• _SUPPLIED TEXT_
In For All of These Rights, Jennifer Klein offers an informative narrative of the rise of private pensions, health insurance, and other insurance-based employment benefits. In addition, she documents many of the interest-group struggles between the American Medical Association (AMA), employers, insurers, unions, and reformers over the public provision of pensions and various forms of insurance. She makes clear her belief that the ideal system is a cooperative system with universal coverage provided through public programs, cooperatives, or unions. Although this viewpoint may be antithetical to many readers of The Independent Review, it would be a mistake to ignore the book on such grounds. I have studied the development of social insurance for more than twenty years, but I learned a great deal from Kleins research. Further, Independent Review readers will also learn a great deal about the historical facts and the flaws in private insurance that have led Klein and so many other left-liberal scholars to take the positions they do.
I greatly valued several features of the book. The first three chapters offer an excellent history of the Metropolitan Life Insurance Companys role in developing and expanding group insurance policies between 1910 and World War II. Klein shows that the company played a much larger role than I had previously thought in the area of social-welfare capitalism. It not only offered group insurance to firms, but also actively marketed the benefits of group insurance to the employees who were covered, provided consulting services to firms to help them better design their personnel relations, and often invested in a number of the companies. The consulting services provided through the Policyholders Services Bureau (PSB) were designed both to protect Metropolitan Lifes investments and to improve employee relations in ways that would reduce health problems and other factors that might cause losses on their group insurance policies. Metropolitan Life survived the 1929 crash well because it was legally required to hold bonds, not stocks, and it liquidated large holdings before confidence in the bond market had dropped. The company was successful during the 1930s in offering new, fully insured pension programs and in getting many companies to transfer their prior pay-as-you-go policies to more fully insured, actuarially sound policies. Later chapters in Kleins book show how Metropolitan Life and other insurers developed group health insurance policies.
The political struggles over public policy described in the book are more standard fare. Klein documents the AMAs continued intransigence against public health insurance and cooperative schemes. She offers informative narratives of the interest-group struggles between unions, insurers, employers, and reformers over various social insurance policies and the regulation of private policies. Weakening unions and communitarian reformers generally did not succeed as much as Klein would have liked.

• _EXERCISE SET_
- A) According to the book review, why did Metropolitan Life come through the 1929 crash well?
- B) Condense the paragraph of the book review that begins "I greatly valued several features of the book" into a short bulleted list that keeps its main facts.
- C) Copy the book review word for word between "The political struggles" and "would have liked.", inclusive.

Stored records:
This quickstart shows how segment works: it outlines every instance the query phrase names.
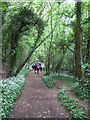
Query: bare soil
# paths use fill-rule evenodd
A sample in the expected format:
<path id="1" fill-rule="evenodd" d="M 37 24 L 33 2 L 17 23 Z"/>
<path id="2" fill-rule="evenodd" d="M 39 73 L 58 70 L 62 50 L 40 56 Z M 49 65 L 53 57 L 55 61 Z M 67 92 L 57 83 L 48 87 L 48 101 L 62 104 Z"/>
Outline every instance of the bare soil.
<path id="1" fill-rule="evenodd" d="M 26 86 L 16 101 L 11 118 L 68 118 L 69 112 L 58 100 L 58 90 L 49 89 L 42 82 L 44 72 L 30 72 Z"/>

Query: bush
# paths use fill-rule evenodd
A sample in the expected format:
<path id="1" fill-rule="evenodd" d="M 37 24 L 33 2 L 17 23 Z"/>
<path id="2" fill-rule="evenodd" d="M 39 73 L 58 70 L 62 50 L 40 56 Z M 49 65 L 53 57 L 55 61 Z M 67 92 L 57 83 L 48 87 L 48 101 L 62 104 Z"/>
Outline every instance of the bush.
<path id="1" fill-rule="evenodd" d="M 6 118 L 11 115 L 13 105 L 16 99 L 21 95 L 22 89 L 25 85 L 23 77 L 12 77 L 0 81 L 2 87 L 2 106 L 1 117 Z"/>
<path id="2" fill-rule="evenodd" d="M 81 106 L 76 99 L 68 96 L 64 88 L 59 90 L 58 98 L 70 111 L 71 117 L 73 118 L 72 120 L 74 120 L 74 118 L 77 120 L 87 120 L 88 117 L 85 112 L 85 108 Z"/>
<path id="3" fill-rule="evenodd" d="M 48 88 L 53 88 L 56 84 L 56 80 L 52 76 L 44 76 L 42 80 Z"/>
<path id="4" fill-rule="evenodd" d="M 90 99 L 90 86 L 88 83 L 81 84 L 80 82 L 76 82 L 72 88 L 75 94 L 81 99 Z"/>

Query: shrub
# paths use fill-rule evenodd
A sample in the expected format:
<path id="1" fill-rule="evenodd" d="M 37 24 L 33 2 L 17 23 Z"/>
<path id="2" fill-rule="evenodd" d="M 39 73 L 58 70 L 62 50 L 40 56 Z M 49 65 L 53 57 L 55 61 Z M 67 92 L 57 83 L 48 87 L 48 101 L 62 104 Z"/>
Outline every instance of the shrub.
<path id="1" fill-rule="evenodd" d="M 51 76 L 44 76 L 42 80 L 48 88 L 53 88 L 56 84 L 56 80 L 53 79 Z"/>
<path id="2" fill-rule="evenodd" d="M 22 89 L 25 85 L 25 79 L 23 77 L 12 77 L 6 80 L 0 81 L 2 87 L 2 101 L 1 117 L 6 118 L 11 115 L 13 111 L 13 105 L 18 96 L 21 95 Z"/>
<path id="3" fill-rule="evenodd" d="M 81 99 L 90 99 L 90 87 L 88 83 L 81 84 L 80 82 L 76 82 L 72 88 L 75 94 Z"/>
<path id="4" fill-rule="evenodd" d="M 59 100 L 63 103 L 63 105 L 70 111 L 71 117 L 78 120 L 87 120 L 87 114 L 85 112 L 85 108 L 80 105 L 80 103 L 68 96 L 66 90 L 64 88 L 59 90 L 58 93 Z"/>

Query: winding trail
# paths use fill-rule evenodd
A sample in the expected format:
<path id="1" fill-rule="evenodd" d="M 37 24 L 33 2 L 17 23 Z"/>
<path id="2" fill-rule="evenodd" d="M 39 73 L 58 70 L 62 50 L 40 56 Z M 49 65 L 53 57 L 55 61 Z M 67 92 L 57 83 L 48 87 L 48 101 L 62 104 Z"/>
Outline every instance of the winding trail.
<path id="1" fill-rule="evenodd" d="M 69 112 L 58 100 L 58 90 L 49 89 L 42 82 L 44 72 L 26 77 L 21 97 L 14 105 L 11 118 L 67 118 Z"/>

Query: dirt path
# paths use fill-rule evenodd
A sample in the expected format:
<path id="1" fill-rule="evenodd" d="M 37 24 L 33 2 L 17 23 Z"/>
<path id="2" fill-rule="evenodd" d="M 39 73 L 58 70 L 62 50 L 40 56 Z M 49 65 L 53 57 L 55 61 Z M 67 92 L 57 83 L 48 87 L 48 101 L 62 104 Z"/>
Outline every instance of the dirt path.
<path id="1" fill-rule="evenodd" d="M 82 100 L 80 99 L 72 90 L 71 85 L 69 82 L 67 81 L 63 81 L 63 80 L 58 80 L 56 83 L 56 88 L 62 88 L 65 87 L 67 90 L 67 93 L 70 97 L 75 98 L 78 100 L 78 102 L 85 108 L 85 111 L 88 113 L 89 112 L 89 106 L 90 103 L 88 102 L 88 100 Z"/>
<path id="2" fill-rule="evenodd" d="M 67 118 L 68 111 L 58 101 L 56 88 L 48 89 L 41 81 L 43 72 L 26 77 L 26 86 L 14 106 L 11 118 Z"/>

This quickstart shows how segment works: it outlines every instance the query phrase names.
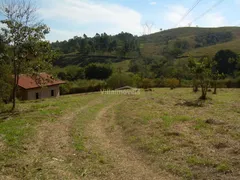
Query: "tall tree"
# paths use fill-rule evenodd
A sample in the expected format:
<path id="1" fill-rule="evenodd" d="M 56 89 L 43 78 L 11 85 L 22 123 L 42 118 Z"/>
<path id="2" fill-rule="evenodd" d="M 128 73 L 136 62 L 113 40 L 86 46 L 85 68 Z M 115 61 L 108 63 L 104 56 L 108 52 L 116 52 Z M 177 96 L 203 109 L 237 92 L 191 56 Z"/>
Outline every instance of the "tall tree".
<path id="1" fill-rule="evenodd" d="M 231 50 L 220 50 L 216 53 L 214 60 L 220 74 L 233 75 L 234 71 L 237 70 L 239 57 Z"/>
<path id="2" fill-rule="evenodd" d="M 189 59 L 188 67 L 190 68 L 194 79 L 199 81 L 199 85 L 202 89 L 202 95 L 200 99 L 207 99 L 207 91 L 210 87 L 210 79 L 212 77 L 212 60 L 210 58 L 203 58 L 200 61 L 196 59 Z"/>
<path id="3" fill-rule="evenodd" d="M 49 28 L 37 22 L 36 7 L 31 0 L 5 0 L 0 6 L 5 17 L 1 23 L 4 42 L 10 47 L 6 52 L 14 74 L 12 110 L 16 106 L 17 84 L 21 73 L 36 74 L 51 64 L 52 54 L 49 42 L 44 41 Z"/>

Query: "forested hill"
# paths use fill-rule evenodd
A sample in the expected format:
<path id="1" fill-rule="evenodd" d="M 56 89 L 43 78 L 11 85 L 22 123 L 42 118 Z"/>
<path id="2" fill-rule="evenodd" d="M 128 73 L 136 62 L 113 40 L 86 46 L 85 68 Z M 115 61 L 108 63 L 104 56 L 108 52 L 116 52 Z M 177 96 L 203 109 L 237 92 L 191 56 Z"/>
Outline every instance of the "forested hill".
<path id="1" fill-rule="evenodd" d="M 106 33 L 94 37 L 73 37 L 52 43 L 52 48 L 62 53 L 55 62 L 58 66 L 107 63 L 141 57 L 211 56 L 222 49 L 240 53 L 240 27 L 199 28 L 184 27 L 164 30 L 158 33 L 133 36 L 120 33 L 114 36 Z"/>
<path id="2" fill-rule="evenodd" d="M 240 53 L 240 27 L 176 28 L 141 36 L 139 42 L 145 55 L 175 51 L 179 56 L 214 56 L 222 49 Z"/>

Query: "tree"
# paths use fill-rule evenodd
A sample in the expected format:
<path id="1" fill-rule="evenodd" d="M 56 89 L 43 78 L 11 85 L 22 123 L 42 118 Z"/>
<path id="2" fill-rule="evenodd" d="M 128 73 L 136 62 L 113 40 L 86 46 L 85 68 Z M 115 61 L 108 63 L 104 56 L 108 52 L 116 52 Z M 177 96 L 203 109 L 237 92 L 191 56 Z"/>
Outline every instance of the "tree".
<path id="1" fill-rule="evenodd" d="M 36 8 L 30 0 L 5 0 L 0 11 L 5 17 L 1 23 L 7 26 L 2 28 L 4 42 L 10 49 L 5 55 L 14 74 L 12 85 L 12 110 L 14 110 L 19 75 L 37 74 L 50 67 L 53 54 L 49 42 L 43 41 L 49 28 L 37 22 Z"/>
<path id="2" fill-rule="evenodd" d="M 216 53 L 214 60 L 216 61 L 216 70 L 220 74 L 233 75 L 237 70 L 239 56 L 231 50 L 220 50 Z"/>
<path id="3" fill-rule="evenodd" d="M 112 68 L 108 65 L 89 64 L 85 68 L 87 79 L 107 79 L 112 75 Z"/>
<path id="4" fill-rule="evenodd" d="M 201 86 L 202 95 L 199 99 L 206 100 L 212 76 L 212 60 L 207 57 L 201 59 L 200 61 L 190 58 L 188 67 L 190 68 L 194 79 L 199 81 L 199 85 Z"/>
<path id="5" fill-rule="evenodd" d="M 109 79 L 107 80 L 107 85 L 109 88 L 112 89 L 120 88 L 123 86 L 132 86 L 133 79 L 128 74 L 117 73 L 109 77 Z"/>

• _RESULTS FOR EACH TASK_
- A) It was legally required to hold bonds, not stocks, and it liquidated large holdings before confidence in the bond market had dropped.

- B)
- The first three chapters give an excellent history of Metropolitan Life's role in developing and expanding group insurance between 1910 and World War II.
- The company played a larger role in social-welfare capitalism than the reviewer had thought. It offered group insurance to firms, marketed its benefits to covered employees, consulted on personnel relations and often invested in the firms.
- Its Policyholders Services Bureau (PSB) consulting protected its investments and improved employee relations to reduce losses on group policies.
- It survived the 1929 crash well because it was legally required to hold bonds, not stocks, and it liquidated large holdings before confidence in bonds dropped.
- In the 1930s it succeeded with new, fully insured pension programs and moved many firms from pay-as-you-go to actuarially sound policies.
- Later chapters show how Metropolitan Life and other insurers developed group health insurance.

- C)
The political struggles over public policy described in the book are more standard fare. Klein documents the AMAs continued intransigence against public health insurance and cooperative schemes. She offers informative narratives of the interest-group struggles between unions, insurers, employers, and reformers over various social insurance policies and the regulation of private policies. Weakening unions and communitarian reformers generally did not succeed as much as Klein would have liked.